Trecho do texto:
= = =

Um por cento melhor
Todo esforço que fazemos para mudar, não importa o quanto nos pareça pequeno, pode fazer uma grande diferença em nossa vida.
Por mais de um século, as equipes nacionais de corrida de bicicleta da Grã-Bretanha foram motivo de chacota no mundo do ciclismo. Atolados na mediocridade, os ciclistas britânicos conseguiram apenas algumas poucas medalhas de ouro em 100 anos de competições olímpicas e foram ainda mais decepcionantes no evento mais importante do ciclismo, o Tour de France, que dura três semanas, no qual nenhum ciclista britânico teve êxito em 110 anos. A situação dos ciclistas britânicos era tão triste que alguns fabricantes de bicicletas se recusaram a vender suas bicicletas aos britânicos, temendo que isso manchasse para sempre a reputação duramente conquistada pela empresa. E, apesar de investir enormes recursos em tecnologia de ponta e em todos os tipos de treinamento moderno, nada funcionou.
Pelo menos até 2003, quando uma pequena mudança quase imperceptível aconteceu, algo que mudaria para sempre a trajetória do ciclismo britânico. A nova abordagem também revelaria um princípio eterno — com uma promessa — relacionado à nossa, muitas vezes complicada, busca mortal pelo aprimoramento pessoal. O que aconteceu no ciclismo britânico que tem relevância à nossa busca pessoal de sermos melhores filhas e filhos de Deus?
Em 2003, Sir Dave Brailsford foi contratado. Ao contrário dos treinadores anteriores, que buscavam mudanças rápidas, Sir Brailsford se comprometeu com a estratégia que ele chamou de “agregar ganhos marginais”. Isso significava implementar pequenas melhorias em tudo o que fizessem. Incluía a medição constante de estatísticas-chave e o foco em pequenos pontos fracos específicos.

= = =

Linhas:
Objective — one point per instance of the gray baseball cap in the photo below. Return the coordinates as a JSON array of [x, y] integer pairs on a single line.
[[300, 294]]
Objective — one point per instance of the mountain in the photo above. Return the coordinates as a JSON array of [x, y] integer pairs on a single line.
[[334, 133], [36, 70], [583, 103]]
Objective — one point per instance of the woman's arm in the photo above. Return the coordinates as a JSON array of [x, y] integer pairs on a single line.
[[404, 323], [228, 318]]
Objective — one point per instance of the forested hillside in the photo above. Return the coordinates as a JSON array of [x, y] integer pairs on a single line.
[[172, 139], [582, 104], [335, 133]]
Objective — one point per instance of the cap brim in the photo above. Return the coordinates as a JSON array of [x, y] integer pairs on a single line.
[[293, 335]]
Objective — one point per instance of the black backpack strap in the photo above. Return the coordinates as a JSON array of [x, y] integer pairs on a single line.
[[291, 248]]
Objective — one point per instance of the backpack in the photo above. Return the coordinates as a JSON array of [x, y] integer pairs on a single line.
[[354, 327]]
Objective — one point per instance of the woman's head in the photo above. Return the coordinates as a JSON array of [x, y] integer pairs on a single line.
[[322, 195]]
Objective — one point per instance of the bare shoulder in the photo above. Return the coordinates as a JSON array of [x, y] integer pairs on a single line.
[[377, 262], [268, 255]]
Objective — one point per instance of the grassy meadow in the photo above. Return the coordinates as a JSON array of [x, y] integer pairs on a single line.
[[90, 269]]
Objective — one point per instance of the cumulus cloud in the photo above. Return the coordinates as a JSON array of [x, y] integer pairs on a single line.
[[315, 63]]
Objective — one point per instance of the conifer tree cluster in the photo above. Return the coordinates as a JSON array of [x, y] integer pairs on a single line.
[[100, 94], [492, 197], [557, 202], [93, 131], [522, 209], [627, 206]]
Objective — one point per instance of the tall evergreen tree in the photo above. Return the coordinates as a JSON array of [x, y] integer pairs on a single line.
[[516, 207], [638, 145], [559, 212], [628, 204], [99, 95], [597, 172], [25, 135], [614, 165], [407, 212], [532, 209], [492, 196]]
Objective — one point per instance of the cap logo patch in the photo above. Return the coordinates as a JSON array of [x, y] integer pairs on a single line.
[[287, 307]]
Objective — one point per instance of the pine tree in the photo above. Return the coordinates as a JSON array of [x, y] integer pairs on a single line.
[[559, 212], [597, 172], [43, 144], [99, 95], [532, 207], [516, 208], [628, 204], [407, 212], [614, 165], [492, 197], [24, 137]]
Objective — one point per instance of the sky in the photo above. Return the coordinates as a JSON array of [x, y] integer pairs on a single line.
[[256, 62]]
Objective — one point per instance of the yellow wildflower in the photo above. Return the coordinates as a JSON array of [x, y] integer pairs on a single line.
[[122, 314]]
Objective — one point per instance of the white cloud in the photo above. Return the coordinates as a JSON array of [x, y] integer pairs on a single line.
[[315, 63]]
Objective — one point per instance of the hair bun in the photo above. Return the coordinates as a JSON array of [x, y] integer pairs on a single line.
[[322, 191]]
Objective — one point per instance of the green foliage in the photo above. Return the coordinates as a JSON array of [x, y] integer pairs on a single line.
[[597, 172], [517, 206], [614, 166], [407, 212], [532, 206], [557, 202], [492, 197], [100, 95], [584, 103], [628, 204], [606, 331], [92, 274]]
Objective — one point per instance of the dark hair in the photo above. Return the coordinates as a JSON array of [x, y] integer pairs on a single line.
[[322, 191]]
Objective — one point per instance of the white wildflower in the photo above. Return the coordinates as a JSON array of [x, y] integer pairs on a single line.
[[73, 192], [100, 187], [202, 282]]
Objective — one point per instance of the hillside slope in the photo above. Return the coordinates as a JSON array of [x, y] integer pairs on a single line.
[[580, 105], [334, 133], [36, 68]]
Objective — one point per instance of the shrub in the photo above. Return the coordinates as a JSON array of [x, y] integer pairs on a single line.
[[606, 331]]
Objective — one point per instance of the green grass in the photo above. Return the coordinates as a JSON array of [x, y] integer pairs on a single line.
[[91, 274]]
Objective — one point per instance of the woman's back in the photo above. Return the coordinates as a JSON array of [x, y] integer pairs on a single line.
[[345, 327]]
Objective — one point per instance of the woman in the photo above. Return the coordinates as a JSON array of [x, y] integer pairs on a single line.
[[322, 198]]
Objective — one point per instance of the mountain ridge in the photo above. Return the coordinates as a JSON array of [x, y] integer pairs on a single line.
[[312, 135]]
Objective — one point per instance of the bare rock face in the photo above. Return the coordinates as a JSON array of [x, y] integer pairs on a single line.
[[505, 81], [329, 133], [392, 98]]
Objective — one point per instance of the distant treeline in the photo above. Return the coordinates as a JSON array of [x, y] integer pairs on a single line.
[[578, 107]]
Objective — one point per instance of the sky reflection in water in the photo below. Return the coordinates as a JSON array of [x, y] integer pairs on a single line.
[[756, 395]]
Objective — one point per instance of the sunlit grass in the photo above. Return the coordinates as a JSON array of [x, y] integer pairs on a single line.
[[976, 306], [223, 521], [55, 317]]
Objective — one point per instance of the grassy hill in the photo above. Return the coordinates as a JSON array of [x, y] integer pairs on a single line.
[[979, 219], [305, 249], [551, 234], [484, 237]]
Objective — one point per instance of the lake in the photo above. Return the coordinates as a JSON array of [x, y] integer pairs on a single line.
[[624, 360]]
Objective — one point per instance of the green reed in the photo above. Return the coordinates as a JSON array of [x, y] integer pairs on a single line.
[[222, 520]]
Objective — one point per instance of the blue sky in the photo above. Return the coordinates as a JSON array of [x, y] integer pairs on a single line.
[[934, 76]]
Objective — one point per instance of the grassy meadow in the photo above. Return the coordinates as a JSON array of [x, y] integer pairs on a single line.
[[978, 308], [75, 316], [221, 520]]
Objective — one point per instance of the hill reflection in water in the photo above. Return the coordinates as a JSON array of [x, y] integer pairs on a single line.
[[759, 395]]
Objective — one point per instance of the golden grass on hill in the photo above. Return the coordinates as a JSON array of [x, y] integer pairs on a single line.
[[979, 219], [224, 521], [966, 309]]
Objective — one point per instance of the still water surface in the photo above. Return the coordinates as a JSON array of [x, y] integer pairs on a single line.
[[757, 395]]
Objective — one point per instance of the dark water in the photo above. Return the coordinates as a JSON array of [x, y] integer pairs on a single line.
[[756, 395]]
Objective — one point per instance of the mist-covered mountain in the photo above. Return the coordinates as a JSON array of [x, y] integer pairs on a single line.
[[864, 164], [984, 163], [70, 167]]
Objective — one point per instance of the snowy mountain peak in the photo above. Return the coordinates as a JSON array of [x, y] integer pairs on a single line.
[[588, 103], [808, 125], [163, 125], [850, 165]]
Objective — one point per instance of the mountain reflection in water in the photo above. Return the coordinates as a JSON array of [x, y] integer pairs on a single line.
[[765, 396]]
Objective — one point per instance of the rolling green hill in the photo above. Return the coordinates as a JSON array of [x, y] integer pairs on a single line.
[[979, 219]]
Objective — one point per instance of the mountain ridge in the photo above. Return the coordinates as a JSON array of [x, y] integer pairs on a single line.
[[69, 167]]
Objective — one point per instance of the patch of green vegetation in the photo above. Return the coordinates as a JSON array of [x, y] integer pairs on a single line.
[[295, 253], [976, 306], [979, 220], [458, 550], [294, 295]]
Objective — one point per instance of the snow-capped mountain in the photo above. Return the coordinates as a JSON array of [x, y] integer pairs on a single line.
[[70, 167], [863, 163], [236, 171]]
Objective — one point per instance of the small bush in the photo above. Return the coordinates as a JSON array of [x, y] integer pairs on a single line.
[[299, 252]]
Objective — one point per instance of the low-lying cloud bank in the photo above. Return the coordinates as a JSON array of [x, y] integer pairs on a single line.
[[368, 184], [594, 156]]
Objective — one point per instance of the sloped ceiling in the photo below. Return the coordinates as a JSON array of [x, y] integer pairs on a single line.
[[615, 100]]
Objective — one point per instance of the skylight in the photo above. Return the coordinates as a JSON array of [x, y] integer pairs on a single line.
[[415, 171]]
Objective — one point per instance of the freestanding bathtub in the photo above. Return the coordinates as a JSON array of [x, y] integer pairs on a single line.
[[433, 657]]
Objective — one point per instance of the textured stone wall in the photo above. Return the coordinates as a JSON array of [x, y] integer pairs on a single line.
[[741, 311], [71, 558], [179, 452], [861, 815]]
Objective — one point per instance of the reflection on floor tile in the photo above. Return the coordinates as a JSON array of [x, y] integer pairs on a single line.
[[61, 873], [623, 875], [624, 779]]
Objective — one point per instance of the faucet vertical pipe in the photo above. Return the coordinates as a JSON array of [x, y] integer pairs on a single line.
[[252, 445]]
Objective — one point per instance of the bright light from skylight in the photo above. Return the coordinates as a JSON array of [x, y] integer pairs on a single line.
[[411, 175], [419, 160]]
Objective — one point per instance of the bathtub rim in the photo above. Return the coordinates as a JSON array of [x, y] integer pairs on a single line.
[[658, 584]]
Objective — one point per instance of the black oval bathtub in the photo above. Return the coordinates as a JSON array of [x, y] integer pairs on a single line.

= = =

Tarefas a realizar:
- a) Diga se cada afirmação abaixo está de acordo com o texto sobre o ciclismo britânico. Responda sim ou não e cite literalmente as palavras do texto que decidem cada caso.
(i) Em 110 anos, nenhum ciclista britânico venceu o Tour de France.
(ii) Sir Dave Brailsford foi contratado em 2005.
(iii) Os treinadores anteriores também apostavam em mudanças pequenas e graduais.
- b) Por favor, traduza para o inglês esta frase do texto sobre o ciclismo britânico: "Isso significava implementar pequenas melhorias em tudo o que fizessem."
- c) Dê prosseguimento ao texto sobre o ciclismo britânico a partir do ponto em que ele termina.

Respostas dos exercícios:
- a)
(i) Sim: "no qual nenhum ciclista britânico teve êxito em 110 anos".
(ii) Não: "Em 2003, Sir Dave Brailsford foi contratado."
(iii) Não: "Ao contrário dos treinadores anteriores, que buscavam mudanças rápidas".

- b) This meant implementing small improvements in everything they did.

- c)
Era algo semelhante ao que Samuel, o Lamanita, chamou de “[andar] circunspectamente”.1 Ao adotar uma visão mais ampla e completa, evitamos a armadilha de nos fixarmos cegamente apenas no problema óbvio ou no pecado em questão. Brailsford disse: “O princípio como um todo veio da ideia de que, se você dividir em pequenas partes tudo o que se relaciona a andar de bicicleta e melhorar cada uma delas em um por cento, haverá um avanço significativo quando tudo se juntar”.2
Essa abordagem se alinha bem com a do Senhor, que nos ensinou a importância do um por cento — mesmo às custas dos 99 por cento. Obviamente, Ele estava ensinando o dever primordial do evangelho de ajudar pessoas necessitadas. Mas, e se aplicássemos isso especificamente ao agradável e deleitoso segundo princípio do evangelho, o arrependimento? Em vez de ficarmos frustrados com a inquietação de nossas oscilações entre o pecado e o arrependimento, como seria estreitarmos nosso foco dentro de uma visão mais ampla? Em vez de buscar a perfeição em tudo, o que aconteceria se melhorássemos apenas uma coisa?
Por exemplo, o que aconteceria se dentro dessa nova perspectiva vocês descobrissem que têm negligenciado a leitura diária do Livro de Mórmon? Bem, em vez de folhear desesperadamente as 620 páginas em uma noite, o que aconteceria se nós nos comprometêssemos a ler a cada dia apenas um por cento delas — são apenas seis páginas por dia, ou outra quantidade viável para nossas circunstâncias? Agregar pequenos, porém constantes ganhos marginais à nossa vida poderia ser finalmente o caminho para a vitória sobre nossas mais incômodas deficiências pessoais? Será que a abordagem de dar pequenos passos para enfrentar nossas fraquezas realmente funciona?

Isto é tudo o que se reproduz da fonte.